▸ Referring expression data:
---------------

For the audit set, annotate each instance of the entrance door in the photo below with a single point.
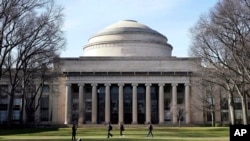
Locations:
(141, 92)
(114, 104)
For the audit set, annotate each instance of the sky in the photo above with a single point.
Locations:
(172, 18)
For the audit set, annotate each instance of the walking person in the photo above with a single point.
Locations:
(74, 132)
(109, 128)
(121, 127)
(150, 129)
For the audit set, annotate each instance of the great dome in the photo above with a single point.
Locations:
(127, 38)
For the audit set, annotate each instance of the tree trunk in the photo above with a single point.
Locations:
(231, 109)
(244, 109)
(10, 110)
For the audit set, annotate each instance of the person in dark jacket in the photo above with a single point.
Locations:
(109, 128)
(150, 129)
(73, 132)
(121, 127)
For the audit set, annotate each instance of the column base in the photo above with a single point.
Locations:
(161, 122)
(134, 122)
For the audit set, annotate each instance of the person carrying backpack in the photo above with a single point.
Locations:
(150, 129)
(109, 128)
(121, 129)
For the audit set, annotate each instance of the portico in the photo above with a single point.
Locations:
(127, 74)
(132, 100)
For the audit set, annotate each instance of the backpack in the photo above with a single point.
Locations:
(110, 127)
(122, 128)
(150, 127)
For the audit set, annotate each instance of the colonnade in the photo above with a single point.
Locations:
(68, 103)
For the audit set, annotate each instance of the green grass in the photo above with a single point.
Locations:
(131, 134)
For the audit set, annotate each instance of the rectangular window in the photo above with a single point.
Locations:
(167, 104)
(44, 108)
(224, 104)
(46, 89)
(16, 115)
(3, 116)
(180, 100)
(224, 116)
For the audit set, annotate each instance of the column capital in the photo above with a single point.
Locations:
(134, 84)
(107, 84)
(174, 84)
(161, 84)
(120, 84)
(94, 84)
(67, 84)
(81, 84)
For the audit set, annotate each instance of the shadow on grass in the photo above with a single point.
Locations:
(30, 130)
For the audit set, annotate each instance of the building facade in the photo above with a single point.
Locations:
(127, 74)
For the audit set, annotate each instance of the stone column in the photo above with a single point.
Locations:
(81, 104)
(107, 103)
(51, 99)
(161, 103)
(134, 104)
(187, 103)
(148, 103)
(174, 102)
(68, 104)
(121, 110)
(94, 104)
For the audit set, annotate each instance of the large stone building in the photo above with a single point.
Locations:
(127, 74)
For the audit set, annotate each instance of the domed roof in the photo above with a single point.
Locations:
(127, 38)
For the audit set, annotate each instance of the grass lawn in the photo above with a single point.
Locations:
(131, 134)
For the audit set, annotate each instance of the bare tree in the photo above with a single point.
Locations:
(31, 37)
(221, 39)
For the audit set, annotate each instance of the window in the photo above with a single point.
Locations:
(3, 116)
(180, 100)
(237, 103)
(224, 104)
(16, 115)
(46, 89)
(44, 109)
(167, 104)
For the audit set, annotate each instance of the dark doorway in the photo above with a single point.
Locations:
(100, 103)
(141, 92)
(127, 95)
(154, 103)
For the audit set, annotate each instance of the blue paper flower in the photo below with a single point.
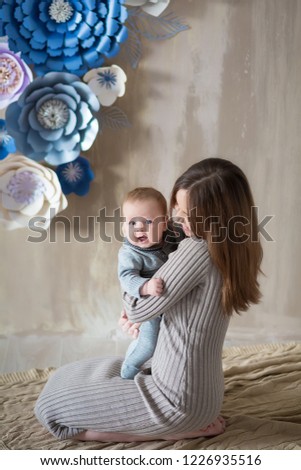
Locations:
(7, 143)
(64, 35)
(53, 118)
(75, 177)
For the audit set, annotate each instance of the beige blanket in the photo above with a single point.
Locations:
(262, 405)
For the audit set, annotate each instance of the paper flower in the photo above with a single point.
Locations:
(64, 35)
(75, 177)
(53, 118)
(27, 190)
(15, 75)
(152, 7)
(7, 143)
(107, 83)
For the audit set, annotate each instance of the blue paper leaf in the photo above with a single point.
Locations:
(155, 28)
(113, 117)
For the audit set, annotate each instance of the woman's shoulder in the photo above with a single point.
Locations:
(194, 243)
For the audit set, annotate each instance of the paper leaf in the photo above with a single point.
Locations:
(156, 28)
(113, 117)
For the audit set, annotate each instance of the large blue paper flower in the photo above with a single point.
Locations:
(64, 35)
(53, 118)
(7, 143)
(75, 177)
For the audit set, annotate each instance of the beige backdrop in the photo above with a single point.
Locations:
(230, 86)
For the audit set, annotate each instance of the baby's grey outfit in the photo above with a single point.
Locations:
(185, 389)
(135, 266)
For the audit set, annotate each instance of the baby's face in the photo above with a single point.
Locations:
(145, 222)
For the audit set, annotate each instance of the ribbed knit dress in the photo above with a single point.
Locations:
(183, 390)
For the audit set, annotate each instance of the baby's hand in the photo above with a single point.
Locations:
(154, 286)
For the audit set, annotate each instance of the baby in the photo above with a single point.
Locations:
(149, 239)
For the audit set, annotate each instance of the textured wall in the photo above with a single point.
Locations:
(230, 86)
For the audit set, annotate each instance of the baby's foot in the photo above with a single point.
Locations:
(217, 427)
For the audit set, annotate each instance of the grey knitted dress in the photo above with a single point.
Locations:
(185, 387)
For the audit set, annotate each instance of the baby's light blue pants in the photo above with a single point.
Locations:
(141, 349)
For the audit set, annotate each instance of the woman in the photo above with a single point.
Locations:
(212, 274)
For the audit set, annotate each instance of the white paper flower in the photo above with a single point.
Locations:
(27, 190)
(152, 7)
(108, 83)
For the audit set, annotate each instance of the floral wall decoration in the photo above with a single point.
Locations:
(58, 90)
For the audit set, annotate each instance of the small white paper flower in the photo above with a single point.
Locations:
(108, 83)
(152, 7)
(27, 190)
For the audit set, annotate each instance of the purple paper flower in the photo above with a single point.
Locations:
(7, 143)
(15, 75)
(27, 190)
(53, 120)
(75, 177)
(64, 35)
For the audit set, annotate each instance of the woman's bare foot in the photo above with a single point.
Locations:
(217, 427)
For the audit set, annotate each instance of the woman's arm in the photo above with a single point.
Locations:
(185, 269)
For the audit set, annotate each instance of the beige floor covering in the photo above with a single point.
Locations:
(262, 405)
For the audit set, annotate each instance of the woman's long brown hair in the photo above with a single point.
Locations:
(221, 211)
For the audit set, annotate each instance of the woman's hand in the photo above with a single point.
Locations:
(131, 328)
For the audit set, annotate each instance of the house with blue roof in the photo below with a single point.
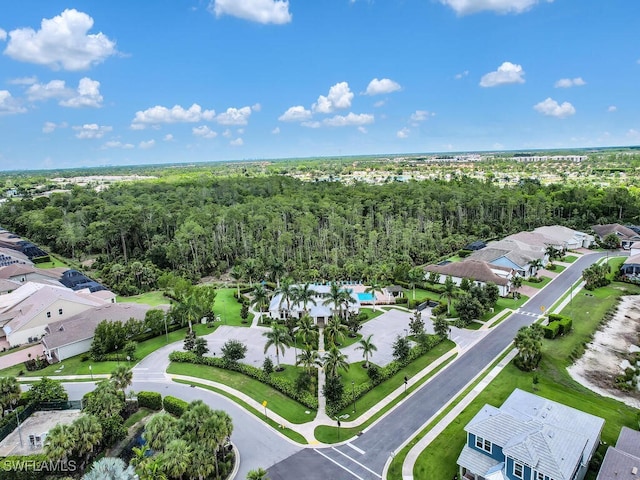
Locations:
(529, 438)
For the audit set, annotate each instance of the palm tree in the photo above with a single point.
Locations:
(60, 442)
(449, 292)
(309, 358)
(160, 430)
(237, 273)
(307, 330)
(414, 276)
(121, 377)
(260, 296)
(278, 336)
(367, 348)
(257, 474)
(372, 289)
(334, 360)
(304, 294)
(110, 468)
(9, 392)
(177, 458)
(335, 331)
(516, 283)
(88, 433)
(286, 289)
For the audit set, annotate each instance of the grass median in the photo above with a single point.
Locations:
(277, 402)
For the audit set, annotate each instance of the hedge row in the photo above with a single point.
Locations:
(558, 325)
(174, 405)
(283, 386)
(151, 400)
(383, 374)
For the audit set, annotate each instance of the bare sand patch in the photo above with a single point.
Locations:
(606, 356)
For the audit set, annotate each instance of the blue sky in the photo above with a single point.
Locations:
(94, 83)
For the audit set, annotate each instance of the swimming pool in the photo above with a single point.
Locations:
(365, 297)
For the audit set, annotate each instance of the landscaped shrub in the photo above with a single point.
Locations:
(282, 385)
(565, 325)
(551, 330)
(152, 400)
(173, 405)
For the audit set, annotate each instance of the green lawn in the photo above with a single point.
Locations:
(328, 434)
(293, 435)
(54, 263)
(150, 298)
(228, 308)
(541, 284)
(438, 461)
(276, 401)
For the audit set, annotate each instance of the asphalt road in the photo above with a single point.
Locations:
(373, 448)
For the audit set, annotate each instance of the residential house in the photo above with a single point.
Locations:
(624, 234)
(25, 312)
(73, 336)
(622, 462)
(477, 271)
(512, 254)
(529, 438)
(569, 238)
(319, 312)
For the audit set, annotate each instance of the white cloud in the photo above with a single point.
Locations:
(465, 7)
(87, 94)
(552, 108)
(421, 115)
(349, 120)
(24, 80)
(91, 130)
(404, 133)
(61, 42)
(118, 144)
(234, 116)
(507, 73)
(9, 105)
(204, 132)
(261, 11)
(177, 114)
(295, 114)
(339, 97)
(379, 87)
(50, 127)
(570, 82)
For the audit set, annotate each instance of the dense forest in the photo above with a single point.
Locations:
(201, 224)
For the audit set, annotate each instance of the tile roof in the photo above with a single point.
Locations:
(83, 325)
(474, 269)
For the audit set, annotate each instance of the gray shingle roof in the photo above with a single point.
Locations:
(546, 435)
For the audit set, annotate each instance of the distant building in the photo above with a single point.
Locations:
(622, 462)
(529, 438)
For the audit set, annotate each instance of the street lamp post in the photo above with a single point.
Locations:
(19, 429)
(353, 393)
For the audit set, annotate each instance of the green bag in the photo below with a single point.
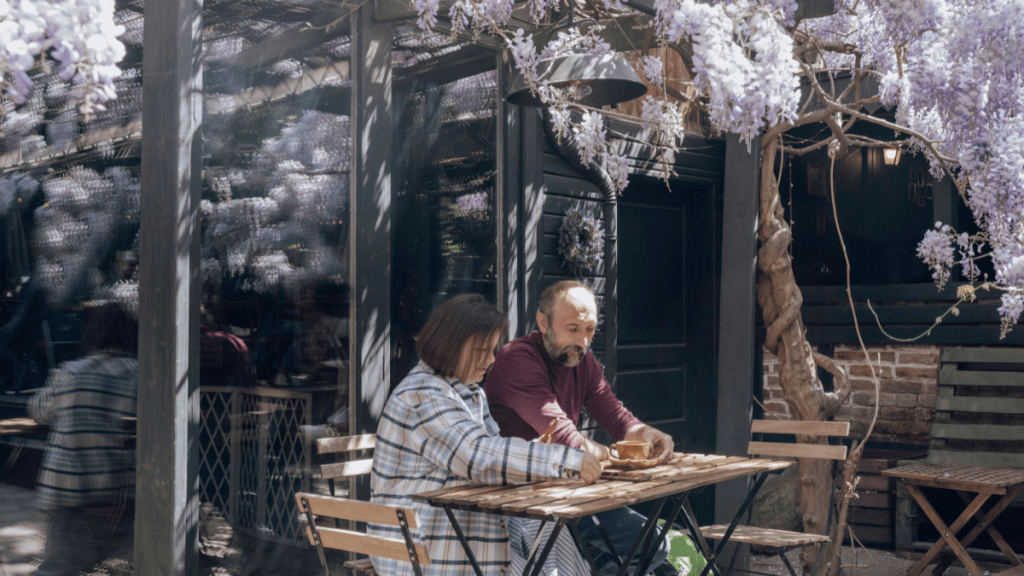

---------------

▸ ACTION ITEM: With no other words, state how many lines above hold the word "leaf".

▸ SOLUTION FOR THIS TASK: 2